Elenchi tutte le persone indicate per nome nell'articolo sulla Lega, escludendo la firma dell'autore.
══ Testo fornito ══
La nemesi/ Il conto finale di chi accusava Roma ladrona


di Mario Ajello
Non è un complotto. E' solo un conto da pagare. Salatissimo, politicamente, per la Lega. E' il conto che smonta uno slogan ripetuto per decenni sugli alpeggi e sui pratoni, tra Pontida e il Dio Po: Roma Ladrona, la Lega non perdona. E invece alla Lega non è stato perdonato di avere depredato Roma. In questa storia alla rovescia, in cui il Carroccio deve vendersi tutto il poco che gli è rimasto per ripagare le truffe ai danni dell'odiato Stato centralista e dell'Urbe Matrigna accusata di impoverire il Nord, chi agitava il cappio contro la suburra romana luogo di pastette e di intrallazzi se lo vede adesso avvolto intorno al proprio collo. I lumbard si sono mangiati dal 1988 in poi, dai tempi di Bossi a quelli di Salvini, una torta dalle dimensioni di 348 miliardi 453 milioni 826 mila vecchie lire di finanziamento pubblico e rimborsi elettorali, ora il piatto piange e il cartello «magna magna» - che «Va stampato a caratteri di fuoco sul Colosseo!», gridava il Senatur - se lo sono aggiudicato loro. Con tanto di sentenza del giudice e di pronta esecuzione.

La retorica forcaiola sulle ruberie dello Stato Padrone finisce la sua parabola nella mestizia di una Lega Predona che denuncia trame oscure contro di essa per nascondere un andazzo che avrebbe fatto impallidire Alberto da Giussano e squagliare di lacrime il suo scudo da guerriero padanista.
═══
══ Elenco fornito ══
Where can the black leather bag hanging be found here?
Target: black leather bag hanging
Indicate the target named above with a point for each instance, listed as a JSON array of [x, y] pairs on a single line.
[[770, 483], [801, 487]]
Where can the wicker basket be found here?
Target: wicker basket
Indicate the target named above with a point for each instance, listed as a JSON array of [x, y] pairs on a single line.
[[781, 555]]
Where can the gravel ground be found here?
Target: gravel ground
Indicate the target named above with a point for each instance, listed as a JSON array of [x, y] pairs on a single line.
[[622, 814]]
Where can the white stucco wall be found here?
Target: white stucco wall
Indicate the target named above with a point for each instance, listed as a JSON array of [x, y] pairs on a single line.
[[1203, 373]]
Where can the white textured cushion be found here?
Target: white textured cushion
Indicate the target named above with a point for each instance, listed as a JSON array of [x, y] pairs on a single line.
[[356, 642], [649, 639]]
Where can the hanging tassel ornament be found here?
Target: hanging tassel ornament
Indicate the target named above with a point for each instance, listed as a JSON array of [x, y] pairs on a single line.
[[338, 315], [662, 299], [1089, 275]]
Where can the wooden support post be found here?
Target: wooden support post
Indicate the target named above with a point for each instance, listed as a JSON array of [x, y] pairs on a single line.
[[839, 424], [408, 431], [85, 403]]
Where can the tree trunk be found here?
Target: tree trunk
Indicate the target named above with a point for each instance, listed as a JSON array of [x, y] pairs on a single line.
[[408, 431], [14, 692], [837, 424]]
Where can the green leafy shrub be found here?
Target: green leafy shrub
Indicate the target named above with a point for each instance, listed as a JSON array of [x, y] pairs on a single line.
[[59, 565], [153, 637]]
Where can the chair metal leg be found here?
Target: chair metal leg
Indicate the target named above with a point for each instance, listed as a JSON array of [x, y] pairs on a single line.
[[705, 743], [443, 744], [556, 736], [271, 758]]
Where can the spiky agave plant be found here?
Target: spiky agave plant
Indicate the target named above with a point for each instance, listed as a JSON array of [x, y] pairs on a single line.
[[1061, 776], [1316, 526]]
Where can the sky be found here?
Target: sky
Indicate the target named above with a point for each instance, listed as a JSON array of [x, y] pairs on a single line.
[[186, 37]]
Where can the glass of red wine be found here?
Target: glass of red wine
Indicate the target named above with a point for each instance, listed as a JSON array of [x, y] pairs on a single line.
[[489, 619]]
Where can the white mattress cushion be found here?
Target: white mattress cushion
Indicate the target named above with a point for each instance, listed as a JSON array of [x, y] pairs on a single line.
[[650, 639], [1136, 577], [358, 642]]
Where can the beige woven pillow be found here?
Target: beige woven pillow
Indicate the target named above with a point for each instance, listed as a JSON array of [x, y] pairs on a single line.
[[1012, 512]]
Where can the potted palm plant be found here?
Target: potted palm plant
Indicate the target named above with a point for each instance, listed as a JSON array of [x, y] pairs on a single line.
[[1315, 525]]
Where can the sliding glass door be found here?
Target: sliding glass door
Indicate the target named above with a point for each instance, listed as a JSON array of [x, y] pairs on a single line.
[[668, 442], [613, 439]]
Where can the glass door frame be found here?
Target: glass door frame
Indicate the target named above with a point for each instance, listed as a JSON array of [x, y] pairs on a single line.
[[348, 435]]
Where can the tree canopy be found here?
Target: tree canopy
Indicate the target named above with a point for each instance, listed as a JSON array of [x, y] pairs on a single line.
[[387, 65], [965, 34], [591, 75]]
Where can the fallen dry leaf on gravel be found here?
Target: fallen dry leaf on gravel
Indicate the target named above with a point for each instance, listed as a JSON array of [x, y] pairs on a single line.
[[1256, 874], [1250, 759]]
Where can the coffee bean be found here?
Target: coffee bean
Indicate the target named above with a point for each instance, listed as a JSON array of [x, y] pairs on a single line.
═══
● Risposta corretta
Bossi, Salvini, Alberto da Giussano